Stated problem — Rewrite all of the data below as a JSON list of strings, with each line as its own string and blank lines omitted.

Available records —

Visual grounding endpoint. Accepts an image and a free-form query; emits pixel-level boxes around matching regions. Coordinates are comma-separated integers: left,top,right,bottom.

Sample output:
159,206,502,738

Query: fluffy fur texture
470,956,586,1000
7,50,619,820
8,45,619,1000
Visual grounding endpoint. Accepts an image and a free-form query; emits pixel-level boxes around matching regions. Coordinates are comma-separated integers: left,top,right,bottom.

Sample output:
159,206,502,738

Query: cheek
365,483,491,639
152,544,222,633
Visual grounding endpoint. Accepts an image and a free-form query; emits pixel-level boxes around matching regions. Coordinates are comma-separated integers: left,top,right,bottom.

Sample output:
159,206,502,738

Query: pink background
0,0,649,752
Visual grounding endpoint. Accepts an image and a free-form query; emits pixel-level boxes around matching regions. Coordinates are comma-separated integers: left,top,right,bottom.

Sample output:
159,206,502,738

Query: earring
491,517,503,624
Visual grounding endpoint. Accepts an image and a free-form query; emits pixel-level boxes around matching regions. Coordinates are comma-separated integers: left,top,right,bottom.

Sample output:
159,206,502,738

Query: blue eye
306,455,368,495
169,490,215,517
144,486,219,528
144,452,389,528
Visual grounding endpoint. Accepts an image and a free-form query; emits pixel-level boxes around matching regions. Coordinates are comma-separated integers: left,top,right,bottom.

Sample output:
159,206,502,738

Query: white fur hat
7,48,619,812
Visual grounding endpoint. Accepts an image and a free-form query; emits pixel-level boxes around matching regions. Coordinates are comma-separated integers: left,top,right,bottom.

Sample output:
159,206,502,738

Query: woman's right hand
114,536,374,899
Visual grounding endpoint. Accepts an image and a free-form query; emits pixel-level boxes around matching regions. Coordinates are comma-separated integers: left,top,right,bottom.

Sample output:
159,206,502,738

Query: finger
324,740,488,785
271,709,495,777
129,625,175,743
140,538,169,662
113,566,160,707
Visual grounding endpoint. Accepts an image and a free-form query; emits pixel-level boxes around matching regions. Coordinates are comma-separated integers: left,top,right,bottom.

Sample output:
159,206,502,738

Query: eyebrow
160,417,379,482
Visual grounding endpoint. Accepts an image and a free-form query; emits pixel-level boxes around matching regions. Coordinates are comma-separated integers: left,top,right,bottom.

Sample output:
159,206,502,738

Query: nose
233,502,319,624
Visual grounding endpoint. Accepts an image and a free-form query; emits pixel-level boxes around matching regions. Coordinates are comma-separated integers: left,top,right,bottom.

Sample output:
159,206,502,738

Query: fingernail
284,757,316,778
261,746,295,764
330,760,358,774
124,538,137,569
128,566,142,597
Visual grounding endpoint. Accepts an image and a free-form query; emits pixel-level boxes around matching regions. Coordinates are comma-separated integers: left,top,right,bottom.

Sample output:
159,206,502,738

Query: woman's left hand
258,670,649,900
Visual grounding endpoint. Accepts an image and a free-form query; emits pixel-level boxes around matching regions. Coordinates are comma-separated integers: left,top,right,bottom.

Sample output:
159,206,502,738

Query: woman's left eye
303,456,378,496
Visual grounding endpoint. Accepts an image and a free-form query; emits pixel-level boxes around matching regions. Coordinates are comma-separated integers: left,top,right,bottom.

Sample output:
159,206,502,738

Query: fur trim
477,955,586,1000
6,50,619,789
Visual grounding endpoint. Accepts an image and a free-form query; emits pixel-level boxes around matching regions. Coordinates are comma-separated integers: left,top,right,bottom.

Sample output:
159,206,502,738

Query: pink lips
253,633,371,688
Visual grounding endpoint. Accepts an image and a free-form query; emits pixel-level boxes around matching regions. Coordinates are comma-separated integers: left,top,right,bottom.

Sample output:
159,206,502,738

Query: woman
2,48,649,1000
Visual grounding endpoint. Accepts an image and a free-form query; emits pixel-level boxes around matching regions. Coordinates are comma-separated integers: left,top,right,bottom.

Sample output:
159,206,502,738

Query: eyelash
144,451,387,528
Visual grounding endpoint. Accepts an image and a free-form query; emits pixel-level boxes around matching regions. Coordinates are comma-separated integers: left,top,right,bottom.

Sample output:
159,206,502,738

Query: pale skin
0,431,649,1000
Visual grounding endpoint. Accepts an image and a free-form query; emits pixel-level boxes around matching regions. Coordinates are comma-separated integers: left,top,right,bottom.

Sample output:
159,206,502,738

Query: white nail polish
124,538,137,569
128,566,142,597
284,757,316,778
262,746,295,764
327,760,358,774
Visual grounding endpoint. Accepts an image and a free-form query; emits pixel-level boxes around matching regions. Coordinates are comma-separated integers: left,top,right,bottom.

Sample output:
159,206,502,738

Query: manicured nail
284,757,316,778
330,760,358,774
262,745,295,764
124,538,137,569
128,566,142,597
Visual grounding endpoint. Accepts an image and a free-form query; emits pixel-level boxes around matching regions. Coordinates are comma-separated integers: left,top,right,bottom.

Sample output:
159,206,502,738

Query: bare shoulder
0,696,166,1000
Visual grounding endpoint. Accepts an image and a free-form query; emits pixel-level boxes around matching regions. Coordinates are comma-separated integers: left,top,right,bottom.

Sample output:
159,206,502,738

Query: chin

Finished exercise —
[
  "Visual grounding endpoint. Accepts an image and a free-form query; emits pixel-level boxes around matching regions. Coordinates are comma-separated integers: left,top,right,bottom.",
  "Sample output:",
  "159,206,502,738",
  "Query: fluffy fur texture",
  "470,956,586,1000",
  "7,50,619,820",
  "8,45,619,1000",
  "Visual grounding endpoint. Accepts an image and a free-form query; emits pixel-level boxes around matching regions. Coordinates are comma-separated integers: left,top,right,bottom.",
  "Sample output:",
  "159,206,502,738",
  "Query: cheek",
  "365,483,491,639",
  "152,544,222,633",
  "Visual grounding endpoint. Accepts an image and a free-form query; emits pixel-level boxes around matching regions. Coordinates are comma-separated integers: left,top,right,bottom.",
  "Sample output:",
  "159,206,502,738",
  "Query: pink background",
  "0,0,649,752",
  "Visual grounding endpoint. Accepts an image and a free-form query; emits pixel-level boxes around matching regions. Coordinates are comma-separated integers: left,top,right,bottom.",
  "Sample output:",
  "159,206,502,738",
  "Query: earring",
  "491,517,503,624",
  "Visual grounding endpoint. Accepts an image and a free-form query; emits pixel-level boxes around matching regions. Coordinates are comma-separated integers: left,top,right,bottom.",
  "Sample output:",
  "159,206,502,738",
  "Query: blue eye",
  "306,455,368,495",
  "169,490,215,517",
  "144,486,219,528",
  "144,452,389,528",
  "Visual grounding endpoint. Accepts an image and a free-form query; emits pixel-level boxes around matching regions. Coordinates are comma-separated integers: left,top,right,bottom.",
  "Sample output:",
  "159,206,502,738",
  "Query: white fur hat",
  "7,48,619,812",
  "Visual grounding endpoint. Accepts an image and a free-form query; emits pixel-level boxes around matching regions. Coordinates are comma-separated integers: left,top,right,bottom.",
  "Sample output:",
  "159,206,502,738",
  "Query: woman's right hand",
  "114,536,374,899",
  "Visual grounding endpoint. Accepts an image and a free-form query; emits pixel-level boxes around matching regions. Coordinates are comma-separated integers: left,top,right,bottom.",
  "Sample output:",
  "159,206,502,738",
  "Query: finger",
  "324,740,488,785",
  "271,709,495,777",
  "129,625,175,743",
  "140,538,169,662",
  "113,566,160,707",
  "Visual grounding endpoint. Accepts an image and a free-form query; emits pixel-level boxes around matching regions. Coordinates are comma-separated integers: left,top,right,bottom.",
  "Sample output:",
  "159,206,502,738",
  "Query: eyebrow",
  "160,417,379,482",
  "Visual grounding endpoint. Accepts an image and a free-form query; emits pixel-level boxes around matching regions. Coordinates are comma-separated integers: left,top,right,bottom.",
  "Sample output:",
  "159,206,502,738",
  "Query: nose",
  "233,502,319,624",
  "Visual grounding endpoint. Accepts an image and a free-form query; emits pixel-level boxes around matching regions. Coordinates are comma-separated integers: left,top,right,bottom.",
  "Sample output:",
  "159,206,502,738",
  "Query: fingernail",
  "284,757,316,778",
  "261,746,295,764",
  "330,760,358,774",
  "124,538,137,569",
  "128,566,142,597",
  "Visual grounding endpoint. Accepts an image and a free-form query; emits pixel-level boxes around matching regions. Coordinates are comma-separated integers: left,top,right,bottom.",
  "Sample output:",
  "159,206,502,738",
  "Query: woman's left hand",
  "258,670,649,900",
  "Visual grounding endpoint. Accepts an image and a free-form query; emits pixel-level boxes around matching regions. Coordinates are comma-separated integers: left,top,right,bottom.",
  "Sample output:",
  "159,206,502,738",
  "Query: woman's left eye",
  "303,456,378,496",
  "Visual grounding endpoint. Accepts an image and a free-form query; emits pixel-level boxes around matching regions. Coordinates are comma-separated integers: left,top,right,bottom.",
  "Sample output:",
  "159,206,502,738",
  "Query: fur trim",
  "477,955,586,1000",
  "6,50,619,789",
  "Visual grounding endpoint. Accepts an image and a free-form query; emits pixel-level boxes around matching regions. Coordinates are comma-separated integers: left,top,right,bottom.",
  "Sample output:",
  "159,206,502,738",
  "Query: pink lips",
  "253,633,371,688",
  "Visual grounding endpoint. Accepts an image and a free-form query; emits pixel-level boxes around matching regions. Coordinates are comma-separated integers: left,top,right,bottom.",
  "Sample output:",
  "159,206,502,738",
  "Query: woman",
  "2,48,649,1000",
  "Visual grounding endpoint. Accepts an image and a free-form query; emits pixel-level boxes around matching regions. Coordinates are comma-separated integers: left,top,right,bottom.",
  "Sample output:",
  "159,206,502,738",
  "Query: eyelash",
  "144,451,387,528",
  "Visual grounding endpoint. Accepts an image and a free-form query; emits pixel-level boxes around matching regions. Coordinates are comma-separated integers: left,top,right,bottom.",
  "Sample output:",
  "159,206,502,738",
  "Query: pale skin",
  "0,431,649,1000",
  "Visual grounding endpoint. Accepts an image and a free-form query; emits pixel-level boxes around matching regions. Coordinates are comma-separated integers: left,top,right,bottom.",
  "Sample output:",
  "159,206,502,738",
  "Query: white nail polish",
  "124,538,137,569",
  "128,566,142,597",
  "284,757,316,778",
  "262,746,295,764",
  "327,760,358,774",
  "Visual grounding endpoint. Accepts an image and a free-form query; emits pixel-level boxes around matching regions. Coordinates are comma-separated integers: left,top,right,bottom.",
  "Sample output:",
  "159,206,502,738",
  "Query: manicured nail",
  "284,757,316,778",
  "330,760,358,774",
  "262,745,295,764",
  "124,538,137,569",
  "128,566,142,597",
  "Visual grounding endpoint. Accepts an image and a free-form query; emits pixel-level boxes around matching regions. Coordinates are comma-separated integers: left,top,right,bottom.",
  "Sample output:",
  "159,206,502,738",
  "Query: bare shoulder",
  "0,696,166,1000",
  "Visual grounding endpoint. Accepts an image and a free-form query; emits pixel-level boxes around matching regions. Coordinates are comma-separated integers: left,top,right,bottom.",
  "Sample output:",
  "159,206,502,738",
  "Query: chin"
]